:: GIVEN RECORDS ::
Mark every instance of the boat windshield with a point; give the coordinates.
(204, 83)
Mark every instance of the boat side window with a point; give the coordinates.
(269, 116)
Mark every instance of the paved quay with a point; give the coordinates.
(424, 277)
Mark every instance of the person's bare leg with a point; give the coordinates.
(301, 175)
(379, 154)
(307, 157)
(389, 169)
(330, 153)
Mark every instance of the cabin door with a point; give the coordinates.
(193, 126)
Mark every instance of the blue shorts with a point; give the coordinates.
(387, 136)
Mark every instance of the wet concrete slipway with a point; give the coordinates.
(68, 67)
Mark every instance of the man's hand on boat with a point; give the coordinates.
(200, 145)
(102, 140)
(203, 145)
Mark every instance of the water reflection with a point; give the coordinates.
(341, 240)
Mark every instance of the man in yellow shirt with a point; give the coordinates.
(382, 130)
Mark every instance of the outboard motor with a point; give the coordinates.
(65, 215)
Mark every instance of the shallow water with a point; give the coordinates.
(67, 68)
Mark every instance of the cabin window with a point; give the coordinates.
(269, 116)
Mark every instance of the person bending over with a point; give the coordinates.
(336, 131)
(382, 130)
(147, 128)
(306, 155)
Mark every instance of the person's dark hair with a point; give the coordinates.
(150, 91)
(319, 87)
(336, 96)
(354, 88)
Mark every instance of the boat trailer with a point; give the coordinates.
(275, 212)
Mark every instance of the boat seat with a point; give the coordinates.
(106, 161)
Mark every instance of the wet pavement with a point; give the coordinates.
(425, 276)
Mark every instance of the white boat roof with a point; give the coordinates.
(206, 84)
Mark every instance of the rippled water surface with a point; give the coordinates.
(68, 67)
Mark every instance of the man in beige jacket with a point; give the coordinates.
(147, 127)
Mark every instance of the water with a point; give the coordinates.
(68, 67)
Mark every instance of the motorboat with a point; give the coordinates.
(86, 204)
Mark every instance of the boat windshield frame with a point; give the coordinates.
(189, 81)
:::
→ **WORK REQUIRED**:
Please give all the entries above again, exactly as they stand.

→ **TASK OUTPUT**:
Mark every instance of the boat windshield with a point; give the coordinates.
(204, 83)
Mark every instance of the boat side window with a point; give the coordinates.
(269, 116)
Mark every instance of the paved quay with a point; give the coordinates.
(424, 277)
Mark every instance of the person's bare leg with a point; give the coordinates.
(301, 175)
(379, 154)
(307, 157)
(389, 169)
(330, 153)
Mark every instance of the cabin door with a point; give the coordinates.
(193, 126)
Mark every instance of the blue shorts with a point; give the coordinates.
(387, 136)
Mark every instance of the wet concrete slipway with a point; give the coordinates.
(68, 67)
Mark every instance of the man's hand on boat with a point; give the coordinates.
(200, 145)
(102, 140)
(203, 145)
Mark every instance of the water reflection with a point; give the coordinates.
(341, 240)
Mark every instance of the man in yellow shirt with a point; give the coordinates.
(382, 130)
Mark every instance of the outboard motor with a point; give the coordinates.
(65, 215)
Mark every instance of the shallow water with a point; give the coordinates.
(67, 68)
Mark every instance of the cabin window with a point; give the coordinates.
(269, 116)
Mark every instance of the person bending over with a point; give the coordinates.
(336, 131)
(382, 130)
(147, 128)
(306, 155)
Mark every instance of the person's dark hair with a point; give the coordinates.
(150, 91)
(319, 87)
(336, 96)
(354, 88)
Mark every instance of the boat trailer with a point; give the coordinates.
(275, 212)
Mark every instance of the boat seat with a point; give the coordinates.
(106, 161)
Mark every instance of the wet pavement with a point; give the coordinates.
(425, 276)
Mark every instance of the white boat roof with a point; give the coordinates.
(206, 84)
Mark every instance of the rippled water surface with a point; give the coordinates.
(68, 67)
Mark every instance of the man in beige jacket with a point; give the coordinates.
(147, 127)
Mark every instance of the water with a point; give the coordinates.
(68, 67)
Mark every instance of the motorboat with a point; give the coordinates.
(86, 204)
Mark every instance of the boat windshield frame with a point; give the coordinates.
(189, 81)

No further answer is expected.